• Objective:
Give back only the lines from the one with "the bollard, each" through the last line of the data, exactly as they appear.

• Record set:
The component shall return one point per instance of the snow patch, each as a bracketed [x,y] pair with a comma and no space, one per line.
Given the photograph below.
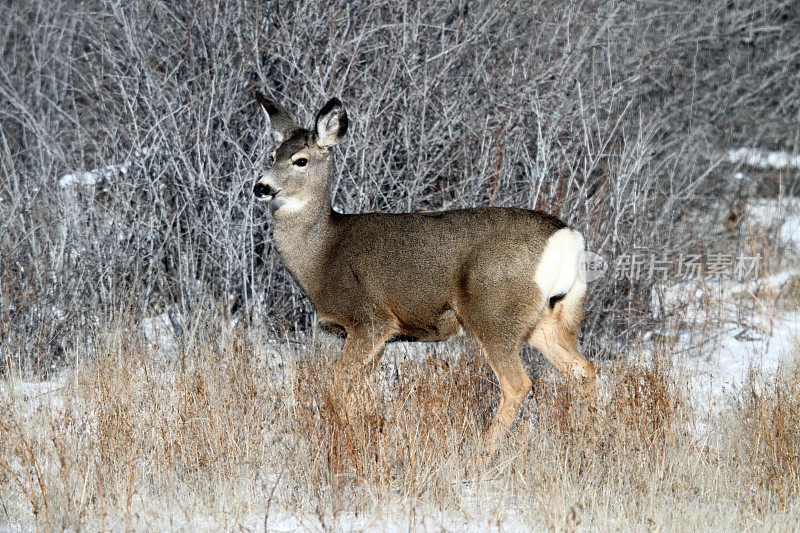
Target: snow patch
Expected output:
[755,157]
[91,177]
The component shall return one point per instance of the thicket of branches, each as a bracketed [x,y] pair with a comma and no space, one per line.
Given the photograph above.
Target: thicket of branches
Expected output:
[610,114]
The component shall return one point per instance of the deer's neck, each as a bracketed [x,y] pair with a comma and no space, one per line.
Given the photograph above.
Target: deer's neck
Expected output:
[303,236]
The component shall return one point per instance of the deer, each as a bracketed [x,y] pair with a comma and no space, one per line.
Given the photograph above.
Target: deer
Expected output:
[503,275]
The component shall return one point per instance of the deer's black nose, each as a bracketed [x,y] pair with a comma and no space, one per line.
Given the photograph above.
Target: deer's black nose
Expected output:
[263,191]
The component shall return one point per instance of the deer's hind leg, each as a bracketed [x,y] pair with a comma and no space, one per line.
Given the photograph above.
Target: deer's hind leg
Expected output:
[555,335]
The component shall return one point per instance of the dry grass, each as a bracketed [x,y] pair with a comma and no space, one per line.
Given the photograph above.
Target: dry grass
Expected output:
[226,436]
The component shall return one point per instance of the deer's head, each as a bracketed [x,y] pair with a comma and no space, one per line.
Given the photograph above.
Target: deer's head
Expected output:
[300,166]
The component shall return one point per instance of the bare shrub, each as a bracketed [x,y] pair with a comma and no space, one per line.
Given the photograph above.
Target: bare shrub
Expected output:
[609,115]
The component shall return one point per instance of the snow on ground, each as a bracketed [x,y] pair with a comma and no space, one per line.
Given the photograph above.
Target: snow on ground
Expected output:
[717,343]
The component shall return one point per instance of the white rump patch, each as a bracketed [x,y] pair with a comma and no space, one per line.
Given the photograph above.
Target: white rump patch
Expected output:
[559,265]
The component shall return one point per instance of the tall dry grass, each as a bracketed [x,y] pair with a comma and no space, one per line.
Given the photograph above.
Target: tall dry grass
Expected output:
[227,434]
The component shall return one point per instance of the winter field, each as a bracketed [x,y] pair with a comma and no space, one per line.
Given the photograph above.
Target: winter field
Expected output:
[160,370]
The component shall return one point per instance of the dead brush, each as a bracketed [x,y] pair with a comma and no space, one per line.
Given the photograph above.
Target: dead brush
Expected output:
[398,431]
[766,436]
[639,414]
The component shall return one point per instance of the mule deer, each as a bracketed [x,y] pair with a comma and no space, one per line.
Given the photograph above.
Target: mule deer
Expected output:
[504,275]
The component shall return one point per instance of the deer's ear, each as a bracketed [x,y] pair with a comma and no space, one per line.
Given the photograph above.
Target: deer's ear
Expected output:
[282,122]
[331,123]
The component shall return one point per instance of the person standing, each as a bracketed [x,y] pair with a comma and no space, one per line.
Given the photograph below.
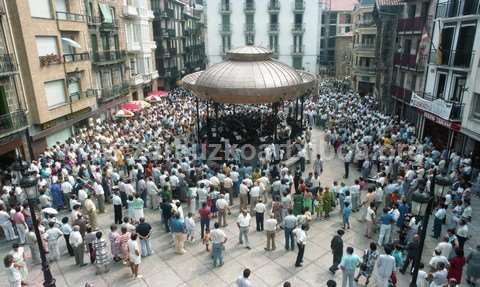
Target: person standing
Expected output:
[301,238]
[271,228]
[218,238]
[144,230]
[243,223]
[385,267]
[289,224]
[66,230]
[134,255]
[76,241]
[349,265]
[259,214]
[205,215]
[337,250]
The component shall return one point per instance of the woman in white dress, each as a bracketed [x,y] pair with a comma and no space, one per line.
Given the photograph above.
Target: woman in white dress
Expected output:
[13,275]
[134,255]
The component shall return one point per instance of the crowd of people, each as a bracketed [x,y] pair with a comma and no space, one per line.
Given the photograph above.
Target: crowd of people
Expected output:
[150,161]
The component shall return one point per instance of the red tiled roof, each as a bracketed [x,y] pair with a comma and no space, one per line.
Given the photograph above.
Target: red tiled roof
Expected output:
[342,5]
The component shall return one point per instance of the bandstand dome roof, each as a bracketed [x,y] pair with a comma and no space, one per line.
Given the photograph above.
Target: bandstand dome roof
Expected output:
[249,76]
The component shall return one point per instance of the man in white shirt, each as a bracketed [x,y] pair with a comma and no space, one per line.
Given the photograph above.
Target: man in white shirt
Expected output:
[243,223]
[259,214]
[301,238]
[270,228]
[222,206]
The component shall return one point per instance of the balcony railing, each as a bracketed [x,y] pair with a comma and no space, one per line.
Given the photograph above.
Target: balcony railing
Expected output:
[249,7]
[364,46]
[67,16]
[7,64]
[273,28]
[225,9]
[225,29]
[108,56]
[12,121]
[455,58]
[298,6]
[411,24]
[456,112]
[115,91]
[455,8]
[298,28]
[76,57]
[274,6]
[249,28]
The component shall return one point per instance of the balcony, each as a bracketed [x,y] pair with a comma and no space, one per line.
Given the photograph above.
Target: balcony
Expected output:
[249,28]
[411,24]
[130,11]
[7,65]
[225,9]
[274,7]
[401,93]
[410,61]
[299,6]
[273,28]
[76,57]
[431,105]
[298,28]
[12,122]
[461,59]
[108,57]
[66,16]
[457,8]
[364,46]
[298,50]
[108,94]
[225,29]
[249,7]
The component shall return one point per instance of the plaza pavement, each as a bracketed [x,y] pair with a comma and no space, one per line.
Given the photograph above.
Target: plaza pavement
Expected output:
[164,268]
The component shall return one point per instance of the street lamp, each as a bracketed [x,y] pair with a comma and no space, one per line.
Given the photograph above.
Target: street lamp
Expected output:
[29,186]
[422,205]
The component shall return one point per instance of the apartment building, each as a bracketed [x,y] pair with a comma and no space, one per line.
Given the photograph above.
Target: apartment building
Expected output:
[137,18]
[413,28]
[13,109]
[55,66]
[335,32]
[364,41]
[449,108]
[236,23]
[178,30]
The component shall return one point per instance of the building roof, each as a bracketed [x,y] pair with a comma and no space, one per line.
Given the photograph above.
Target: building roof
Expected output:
[342,5]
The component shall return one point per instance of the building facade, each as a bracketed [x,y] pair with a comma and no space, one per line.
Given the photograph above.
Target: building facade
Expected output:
[55,65]
[13,109]
[236,23]
[179,33]
[138,18]
[364,41]
[413,28]
[335,23]
[449,108]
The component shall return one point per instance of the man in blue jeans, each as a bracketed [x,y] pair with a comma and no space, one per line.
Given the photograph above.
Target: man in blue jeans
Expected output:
[218,238]
[289,223]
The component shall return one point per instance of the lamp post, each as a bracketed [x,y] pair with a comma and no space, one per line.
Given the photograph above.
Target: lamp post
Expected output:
[29,185]
[422,205]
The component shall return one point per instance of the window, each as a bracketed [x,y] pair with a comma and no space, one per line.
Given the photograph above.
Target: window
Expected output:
[476,106]
[74,90]
[40,8]
[46,45]
[55,93]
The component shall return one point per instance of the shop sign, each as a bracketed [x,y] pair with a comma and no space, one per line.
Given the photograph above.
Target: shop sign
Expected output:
[437,107]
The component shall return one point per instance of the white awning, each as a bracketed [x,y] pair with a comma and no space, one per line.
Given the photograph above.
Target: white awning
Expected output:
[71,43]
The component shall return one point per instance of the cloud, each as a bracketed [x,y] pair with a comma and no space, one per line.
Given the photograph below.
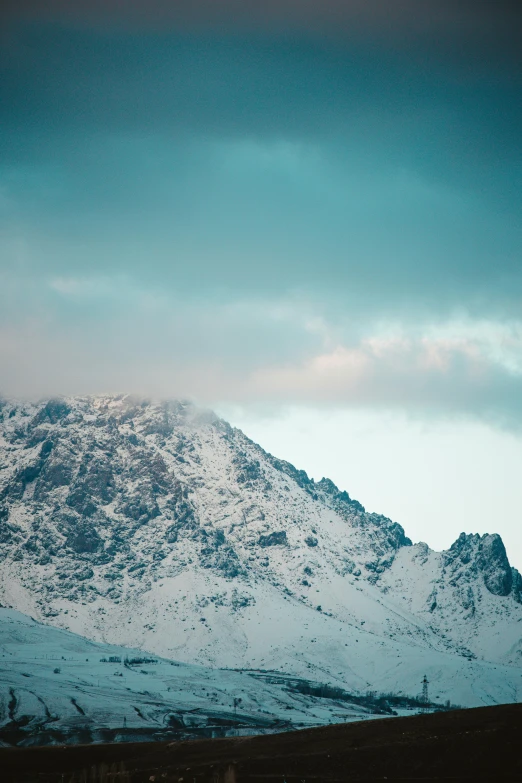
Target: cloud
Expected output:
[228,203]
[450,26]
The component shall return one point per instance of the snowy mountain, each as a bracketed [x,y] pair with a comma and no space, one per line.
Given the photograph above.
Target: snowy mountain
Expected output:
[161,527]
[57,686]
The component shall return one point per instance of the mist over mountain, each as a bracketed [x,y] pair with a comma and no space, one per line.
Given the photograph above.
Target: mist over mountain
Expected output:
[159,526]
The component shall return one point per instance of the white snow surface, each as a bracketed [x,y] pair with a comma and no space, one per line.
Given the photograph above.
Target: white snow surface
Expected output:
[158,526]
[60,680]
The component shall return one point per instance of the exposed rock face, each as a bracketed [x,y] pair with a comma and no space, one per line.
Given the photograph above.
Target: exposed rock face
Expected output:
[140,522]
[485,555]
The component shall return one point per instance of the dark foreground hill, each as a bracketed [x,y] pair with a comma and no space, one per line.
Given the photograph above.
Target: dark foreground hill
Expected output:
[478,744]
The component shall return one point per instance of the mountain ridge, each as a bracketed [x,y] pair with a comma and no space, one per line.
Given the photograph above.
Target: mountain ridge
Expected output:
[159,524]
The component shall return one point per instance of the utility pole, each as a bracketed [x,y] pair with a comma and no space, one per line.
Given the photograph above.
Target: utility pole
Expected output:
[425,698]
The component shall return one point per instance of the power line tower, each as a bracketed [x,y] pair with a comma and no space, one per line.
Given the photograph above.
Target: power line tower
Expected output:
[424,696]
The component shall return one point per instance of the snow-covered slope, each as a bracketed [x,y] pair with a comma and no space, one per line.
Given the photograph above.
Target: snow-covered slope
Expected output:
[159,526]
[55,683]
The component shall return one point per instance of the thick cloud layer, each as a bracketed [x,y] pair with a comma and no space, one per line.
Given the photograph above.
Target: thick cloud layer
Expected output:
[264,202]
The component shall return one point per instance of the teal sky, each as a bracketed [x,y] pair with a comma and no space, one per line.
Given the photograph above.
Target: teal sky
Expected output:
[271,208]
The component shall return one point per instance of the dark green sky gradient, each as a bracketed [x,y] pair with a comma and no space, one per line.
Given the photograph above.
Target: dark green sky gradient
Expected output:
[365,177]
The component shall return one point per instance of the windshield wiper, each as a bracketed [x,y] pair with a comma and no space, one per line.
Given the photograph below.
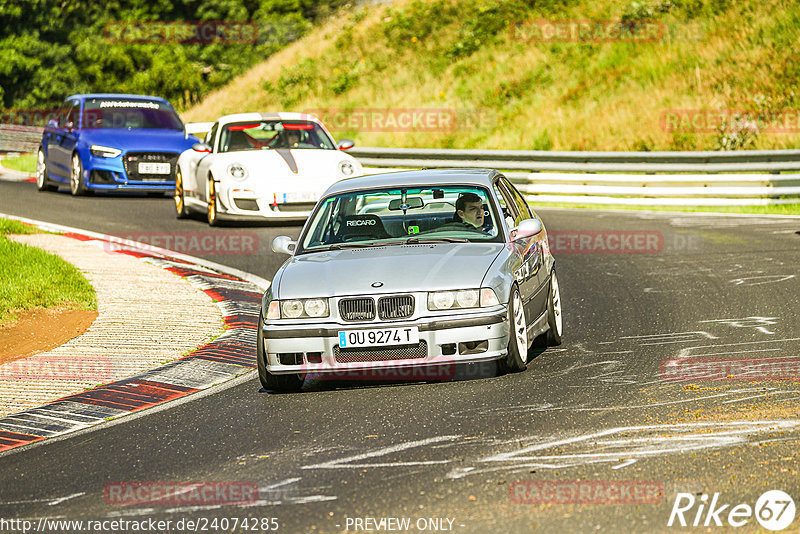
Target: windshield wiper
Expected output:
[428,240]
[340,246]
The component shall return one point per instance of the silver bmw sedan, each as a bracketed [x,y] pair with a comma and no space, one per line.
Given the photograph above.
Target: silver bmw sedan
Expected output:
[410,270]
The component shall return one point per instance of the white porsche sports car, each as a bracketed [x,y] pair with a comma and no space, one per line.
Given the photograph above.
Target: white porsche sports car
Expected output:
[261,166]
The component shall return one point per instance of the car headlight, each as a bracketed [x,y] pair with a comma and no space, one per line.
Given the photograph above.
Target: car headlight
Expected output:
[101,151]
[298,309]
[346,168]
[461,299]
[237,170]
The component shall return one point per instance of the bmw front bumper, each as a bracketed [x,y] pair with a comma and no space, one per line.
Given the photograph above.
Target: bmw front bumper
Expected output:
[443,341]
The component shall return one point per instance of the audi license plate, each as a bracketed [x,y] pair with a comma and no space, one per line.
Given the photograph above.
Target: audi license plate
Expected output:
[379,337]
[153,168]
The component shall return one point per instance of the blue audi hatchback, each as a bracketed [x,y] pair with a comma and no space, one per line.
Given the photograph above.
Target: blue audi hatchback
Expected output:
[111,142]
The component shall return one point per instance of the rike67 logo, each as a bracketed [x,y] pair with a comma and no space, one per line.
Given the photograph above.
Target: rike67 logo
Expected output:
[774,510]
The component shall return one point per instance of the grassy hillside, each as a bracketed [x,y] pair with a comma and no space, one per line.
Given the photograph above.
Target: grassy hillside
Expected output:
[507,91]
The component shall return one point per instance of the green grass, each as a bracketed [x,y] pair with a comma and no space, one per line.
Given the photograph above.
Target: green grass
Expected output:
[24,163]
[782,209]
[31,278]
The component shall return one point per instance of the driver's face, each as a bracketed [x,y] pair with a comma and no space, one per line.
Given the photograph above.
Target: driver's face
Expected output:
[472,214]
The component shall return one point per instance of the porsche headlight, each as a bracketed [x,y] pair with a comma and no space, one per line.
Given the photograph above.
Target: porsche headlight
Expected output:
[101,151]
[237,171]
[346,168]
[461,299]
[298,309]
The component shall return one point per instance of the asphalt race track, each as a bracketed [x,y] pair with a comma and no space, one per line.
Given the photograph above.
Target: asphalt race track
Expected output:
[480,453]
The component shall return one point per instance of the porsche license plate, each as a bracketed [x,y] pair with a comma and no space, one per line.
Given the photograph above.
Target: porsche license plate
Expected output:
[154,168]
[379,337]
[288,198]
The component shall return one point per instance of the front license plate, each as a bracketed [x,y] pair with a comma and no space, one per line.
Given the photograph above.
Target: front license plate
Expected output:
[379,337]
[287,198]
[154,168]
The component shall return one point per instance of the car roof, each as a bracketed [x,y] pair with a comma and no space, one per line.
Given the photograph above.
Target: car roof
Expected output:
[282,115]
[421,178]
[117,95]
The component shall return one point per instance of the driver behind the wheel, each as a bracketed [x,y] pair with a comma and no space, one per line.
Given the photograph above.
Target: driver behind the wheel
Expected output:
[469,210]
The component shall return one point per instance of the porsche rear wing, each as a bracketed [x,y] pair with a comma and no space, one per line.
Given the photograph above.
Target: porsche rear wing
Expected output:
[194,128]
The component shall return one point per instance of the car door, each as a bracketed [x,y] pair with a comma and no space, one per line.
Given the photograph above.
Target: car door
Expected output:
[536,257]
[53,140]
[526,252]
[64,139]
[203,164]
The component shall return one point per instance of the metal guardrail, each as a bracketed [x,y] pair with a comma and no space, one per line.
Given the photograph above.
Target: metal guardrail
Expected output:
[694,178]
[746,177]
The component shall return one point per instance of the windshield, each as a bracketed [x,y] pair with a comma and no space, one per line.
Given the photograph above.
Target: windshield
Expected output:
[132,113]
[402,216]
[268,134]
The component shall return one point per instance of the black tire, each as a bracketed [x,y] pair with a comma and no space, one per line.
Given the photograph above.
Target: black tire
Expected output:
[517,358]
[554,318]
[179,198]
[276,383]
[76,185]
[211,203]
[42,181]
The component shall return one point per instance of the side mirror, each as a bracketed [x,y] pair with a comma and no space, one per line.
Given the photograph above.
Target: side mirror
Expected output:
[526,228]
[284,244]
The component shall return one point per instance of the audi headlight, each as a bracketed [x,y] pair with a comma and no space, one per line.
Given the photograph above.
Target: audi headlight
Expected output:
[237,171]
[461,299]
[298,309]
[101,151]
[346,168]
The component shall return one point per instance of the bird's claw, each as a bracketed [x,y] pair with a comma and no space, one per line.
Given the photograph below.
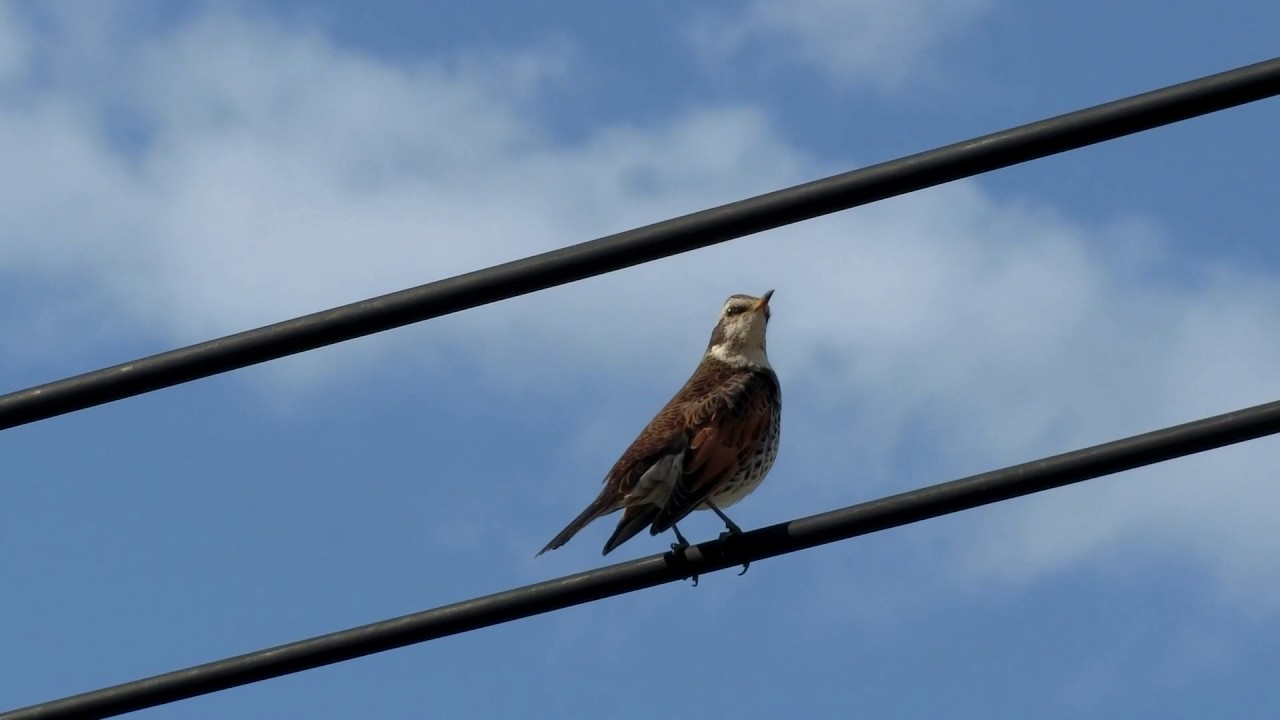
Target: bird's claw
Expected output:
[732,532]
[679,547]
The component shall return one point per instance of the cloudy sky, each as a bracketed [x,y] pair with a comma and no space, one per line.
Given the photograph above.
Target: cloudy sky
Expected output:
[176,171]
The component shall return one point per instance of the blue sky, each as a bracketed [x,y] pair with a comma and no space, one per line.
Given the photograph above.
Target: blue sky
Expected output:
[179,171]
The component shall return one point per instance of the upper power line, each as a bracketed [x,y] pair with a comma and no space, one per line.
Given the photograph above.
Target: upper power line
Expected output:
[650,242]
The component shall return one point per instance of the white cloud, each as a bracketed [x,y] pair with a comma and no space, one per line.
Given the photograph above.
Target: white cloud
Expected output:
[938,333]
[880,42]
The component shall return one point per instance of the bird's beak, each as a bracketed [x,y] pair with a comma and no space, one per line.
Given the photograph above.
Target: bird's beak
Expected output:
[763,301]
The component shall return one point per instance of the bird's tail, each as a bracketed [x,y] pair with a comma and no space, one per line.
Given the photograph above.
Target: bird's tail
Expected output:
[602,505]
[635,519]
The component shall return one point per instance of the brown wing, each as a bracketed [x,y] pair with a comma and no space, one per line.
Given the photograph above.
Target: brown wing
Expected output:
[664,436]
[726,427]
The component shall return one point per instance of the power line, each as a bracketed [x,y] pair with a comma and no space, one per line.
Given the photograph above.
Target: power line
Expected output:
[649,572]
[650,242]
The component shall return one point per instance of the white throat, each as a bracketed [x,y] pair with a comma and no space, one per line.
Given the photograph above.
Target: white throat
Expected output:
[740,358]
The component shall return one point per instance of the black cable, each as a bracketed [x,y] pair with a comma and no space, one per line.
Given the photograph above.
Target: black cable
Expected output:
[650,242]
[648,572]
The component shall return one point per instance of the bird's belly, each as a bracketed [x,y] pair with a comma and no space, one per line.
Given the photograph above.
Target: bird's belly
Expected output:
[753,474]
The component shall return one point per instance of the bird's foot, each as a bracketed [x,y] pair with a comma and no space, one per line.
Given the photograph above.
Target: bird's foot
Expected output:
[679,547]
[732,532]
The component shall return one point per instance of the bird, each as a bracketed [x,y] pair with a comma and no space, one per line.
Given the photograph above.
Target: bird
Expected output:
[708,447]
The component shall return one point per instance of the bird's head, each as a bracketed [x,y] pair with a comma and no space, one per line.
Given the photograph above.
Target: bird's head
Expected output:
[739,335]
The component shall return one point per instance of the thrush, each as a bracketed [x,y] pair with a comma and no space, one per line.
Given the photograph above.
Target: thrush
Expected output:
[708,447]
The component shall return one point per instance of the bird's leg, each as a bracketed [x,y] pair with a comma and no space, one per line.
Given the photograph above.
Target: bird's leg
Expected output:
[681,543]
[732,529]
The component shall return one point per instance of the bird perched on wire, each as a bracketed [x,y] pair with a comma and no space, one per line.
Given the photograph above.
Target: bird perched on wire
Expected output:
[712,443]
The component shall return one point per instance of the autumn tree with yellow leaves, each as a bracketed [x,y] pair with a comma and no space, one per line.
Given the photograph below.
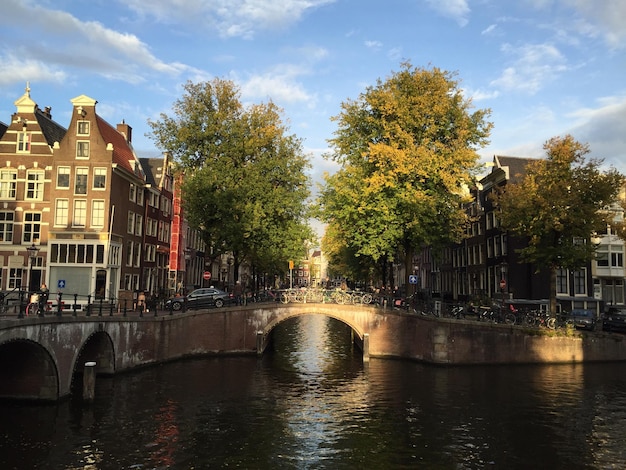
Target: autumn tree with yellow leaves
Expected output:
[406,148]
[558,206]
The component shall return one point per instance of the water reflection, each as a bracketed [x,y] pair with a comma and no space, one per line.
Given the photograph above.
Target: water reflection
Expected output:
[313,404]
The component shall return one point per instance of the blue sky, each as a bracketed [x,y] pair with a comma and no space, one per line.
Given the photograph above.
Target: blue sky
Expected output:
[544,67]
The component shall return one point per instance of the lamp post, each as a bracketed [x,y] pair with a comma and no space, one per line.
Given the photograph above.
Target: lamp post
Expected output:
[503,267]
[32,254]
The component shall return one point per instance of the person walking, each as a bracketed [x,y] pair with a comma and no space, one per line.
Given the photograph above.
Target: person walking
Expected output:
[44,293]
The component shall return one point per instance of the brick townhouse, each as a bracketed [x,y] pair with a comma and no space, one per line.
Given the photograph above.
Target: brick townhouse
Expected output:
[78,208]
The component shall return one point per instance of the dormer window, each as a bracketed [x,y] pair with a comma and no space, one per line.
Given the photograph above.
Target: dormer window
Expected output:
[82,149]
[23,142]
[82,128]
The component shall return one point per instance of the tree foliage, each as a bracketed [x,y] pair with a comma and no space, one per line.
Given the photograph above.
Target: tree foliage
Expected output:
[558,206]
[244,186]
[406,147]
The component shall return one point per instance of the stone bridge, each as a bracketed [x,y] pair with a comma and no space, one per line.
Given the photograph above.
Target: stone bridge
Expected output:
[40,357]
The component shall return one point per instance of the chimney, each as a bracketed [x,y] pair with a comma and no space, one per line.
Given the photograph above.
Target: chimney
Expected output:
[126,131]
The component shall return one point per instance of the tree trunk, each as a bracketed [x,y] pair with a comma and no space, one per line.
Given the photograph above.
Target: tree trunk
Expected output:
[552,305]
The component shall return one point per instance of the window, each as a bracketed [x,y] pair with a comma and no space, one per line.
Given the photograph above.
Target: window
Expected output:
[6,227]
[80,213]
[97,213]
[82,149]
[140,196]
[61,212]
[80,186]
[137,254]
[23,142]
[138,224]
[63,177]
[8,184]
[561,281]
[99,178]
[32,227]
[82,128]
[15,278]
[130,226]
[129,253]
[580,282]
[34,185]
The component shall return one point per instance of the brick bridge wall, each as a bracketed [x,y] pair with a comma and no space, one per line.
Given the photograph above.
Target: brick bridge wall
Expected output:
[39,356]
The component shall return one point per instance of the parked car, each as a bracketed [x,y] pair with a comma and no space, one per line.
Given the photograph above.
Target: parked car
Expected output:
[614,319]
[582,319]
[201,298]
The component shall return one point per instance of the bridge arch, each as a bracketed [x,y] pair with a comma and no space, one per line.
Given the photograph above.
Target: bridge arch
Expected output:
[295,313]
[98,348]
[27,371]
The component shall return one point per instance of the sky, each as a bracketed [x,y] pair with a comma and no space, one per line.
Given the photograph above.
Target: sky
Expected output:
[544,68]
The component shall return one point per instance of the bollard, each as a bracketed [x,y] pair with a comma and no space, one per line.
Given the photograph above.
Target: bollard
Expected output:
[89,381]
[59,304]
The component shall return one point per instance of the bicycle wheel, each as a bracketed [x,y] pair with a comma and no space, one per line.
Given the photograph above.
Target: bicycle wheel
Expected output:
[32,309]
[509,318]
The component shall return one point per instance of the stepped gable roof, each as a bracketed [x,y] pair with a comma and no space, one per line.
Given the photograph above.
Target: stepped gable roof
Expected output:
[51,130]
[123,153]
[515,167]
[150,166]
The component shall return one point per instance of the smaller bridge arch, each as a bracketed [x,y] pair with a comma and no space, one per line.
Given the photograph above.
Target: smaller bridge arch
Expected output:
[28,371]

• Result for this task:
The component shall return one point per instance of the bollard, each as a bracketed [x,y] pair with a comma and no space, one per line.
Given the photograph above.
Target: bollard
Expected output:
[89,381]
[59,304]
The component shall return one point per instance of the bicycle wheel, each as a bracketed [x,y] pair with a comma and no space, one per line.
Given the photograph above.
Target: bicycle wheel
Expected output:
[32,309]
[509,318]
The component shall return one point per instance of the stepped gable roof, each as a bracketed [x,y] pair with a comma and no space, one per line.
Given the photograph above.
Target: stepped gable roof
Expected output:
[51,130]
[123,153]
[515,167]
[150,166]
The component shall return one point per instance of the smaller bridge arch, each as a bracketed [x,y] pair with a comma and no space, one per line.
Given the photograph above.
Target: smaller bridge arch
Expected output:
[28,371]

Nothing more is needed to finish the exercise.